### Aim of the task
Reproduce the records below without alteration, starting at the beginning of the records and ending with the line containing "x=536 y=447", inclusive.
───
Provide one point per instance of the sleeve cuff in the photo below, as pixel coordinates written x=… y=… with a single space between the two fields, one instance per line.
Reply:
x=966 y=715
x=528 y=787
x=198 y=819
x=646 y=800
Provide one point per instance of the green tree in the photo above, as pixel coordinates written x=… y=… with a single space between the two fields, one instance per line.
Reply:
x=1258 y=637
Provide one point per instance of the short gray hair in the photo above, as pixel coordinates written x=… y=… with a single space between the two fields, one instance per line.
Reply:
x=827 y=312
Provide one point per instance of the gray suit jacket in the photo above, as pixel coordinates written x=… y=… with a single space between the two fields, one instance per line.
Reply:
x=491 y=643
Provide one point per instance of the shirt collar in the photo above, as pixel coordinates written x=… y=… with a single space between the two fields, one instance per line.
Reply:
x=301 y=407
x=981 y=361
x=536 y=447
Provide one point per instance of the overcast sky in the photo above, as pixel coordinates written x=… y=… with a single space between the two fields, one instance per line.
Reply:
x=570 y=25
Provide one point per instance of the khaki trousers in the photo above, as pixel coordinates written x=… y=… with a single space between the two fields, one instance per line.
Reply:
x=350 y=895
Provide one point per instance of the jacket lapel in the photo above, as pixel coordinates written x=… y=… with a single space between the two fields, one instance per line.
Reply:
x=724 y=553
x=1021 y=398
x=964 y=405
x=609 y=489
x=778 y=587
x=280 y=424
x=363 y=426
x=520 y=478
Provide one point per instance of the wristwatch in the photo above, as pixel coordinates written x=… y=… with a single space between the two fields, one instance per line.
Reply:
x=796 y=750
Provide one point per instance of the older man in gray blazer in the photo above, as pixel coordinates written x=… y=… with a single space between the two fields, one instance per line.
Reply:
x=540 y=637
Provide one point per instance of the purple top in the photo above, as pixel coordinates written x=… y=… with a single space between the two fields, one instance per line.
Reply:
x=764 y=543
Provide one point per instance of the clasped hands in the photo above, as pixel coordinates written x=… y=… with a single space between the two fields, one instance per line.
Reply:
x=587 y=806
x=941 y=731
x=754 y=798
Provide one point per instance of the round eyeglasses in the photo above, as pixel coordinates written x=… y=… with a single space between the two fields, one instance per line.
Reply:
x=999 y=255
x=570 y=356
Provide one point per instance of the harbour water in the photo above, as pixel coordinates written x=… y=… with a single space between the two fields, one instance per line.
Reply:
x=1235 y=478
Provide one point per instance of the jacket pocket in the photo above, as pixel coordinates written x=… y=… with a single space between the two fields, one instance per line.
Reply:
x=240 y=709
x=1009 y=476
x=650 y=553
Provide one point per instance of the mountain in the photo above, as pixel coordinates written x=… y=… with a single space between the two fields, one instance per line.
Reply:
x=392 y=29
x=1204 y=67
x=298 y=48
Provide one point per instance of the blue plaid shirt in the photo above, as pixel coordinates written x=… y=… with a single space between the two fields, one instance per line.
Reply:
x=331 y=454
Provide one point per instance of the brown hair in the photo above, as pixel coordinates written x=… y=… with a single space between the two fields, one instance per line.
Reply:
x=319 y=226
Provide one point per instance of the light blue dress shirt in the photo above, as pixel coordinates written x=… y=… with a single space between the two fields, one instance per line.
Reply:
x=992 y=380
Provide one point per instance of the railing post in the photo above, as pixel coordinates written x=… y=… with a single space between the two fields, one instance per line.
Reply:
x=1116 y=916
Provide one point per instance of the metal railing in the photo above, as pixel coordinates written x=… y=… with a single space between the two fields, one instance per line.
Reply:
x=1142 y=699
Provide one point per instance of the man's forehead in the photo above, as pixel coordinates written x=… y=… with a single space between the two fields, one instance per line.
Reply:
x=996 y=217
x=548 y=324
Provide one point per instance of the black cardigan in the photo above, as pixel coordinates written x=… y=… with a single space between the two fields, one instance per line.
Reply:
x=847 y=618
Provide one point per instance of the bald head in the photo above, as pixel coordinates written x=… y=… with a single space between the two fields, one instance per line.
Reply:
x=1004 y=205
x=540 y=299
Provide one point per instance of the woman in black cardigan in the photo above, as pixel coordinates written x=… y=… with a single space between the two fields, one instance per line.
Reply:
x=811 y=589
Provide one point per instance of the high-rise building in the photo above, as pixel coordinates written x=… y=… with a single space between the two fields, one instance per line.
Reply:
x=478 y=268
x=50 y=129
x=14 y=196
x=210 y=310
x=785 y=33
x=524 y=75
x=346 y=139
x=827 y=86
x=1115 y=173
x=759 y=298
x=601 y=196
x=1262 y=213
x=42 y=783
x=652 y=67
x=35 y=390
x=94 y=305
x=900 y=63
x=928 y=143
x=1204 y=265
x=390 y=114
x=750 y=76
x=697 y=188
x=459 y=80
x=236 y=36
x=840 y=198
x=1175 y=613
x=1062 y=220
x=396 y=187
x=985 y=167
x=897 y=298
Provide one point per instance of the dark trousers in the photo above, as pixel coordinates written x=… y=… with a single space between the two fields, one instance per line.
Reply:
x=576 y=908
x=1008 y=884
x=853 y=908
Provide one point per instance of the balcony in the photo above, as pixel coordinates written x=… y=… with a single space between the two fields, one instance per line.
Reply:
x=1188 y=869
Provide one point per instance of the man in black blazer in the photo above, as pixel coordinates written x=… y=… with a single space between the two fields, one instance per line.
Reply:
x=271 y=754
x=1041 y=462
───
### Result of the task
Provide one point per instance of the sleeve cuff in the photo below, as pixel coordinates written x=… y=… with a single space between the two fields, one instance per line.
Reply:
x=966 y=715
x=528 y=787
x=198 y=819
x=646 y=800
Provide one point per instance of the green tree in the photo above, as pixel coordinates written x=… y=… with a single space between the two fields, one instance per line.
Reply:
x=1258 y=637
Provide one point per instance of the short gray hair in the photo above, as pixel coordinates written x=… y=… with a single space between the two fields, one instance per line.
Reply:
x=827 y=312
Provide one point per instance of the gray suit jacket in the photo above, as pixel coordinates written x=… y=… with a single space between the two fields, one instance per line.
Reply:
x=491 y=643
Provide one point per instance of the shirt collar in the photo above, as pixel coordinates written x=… y=… with a single space between the two fields, one instance per line.
Reply:
x=301 y=407
x=981 y=361
x=536 y=447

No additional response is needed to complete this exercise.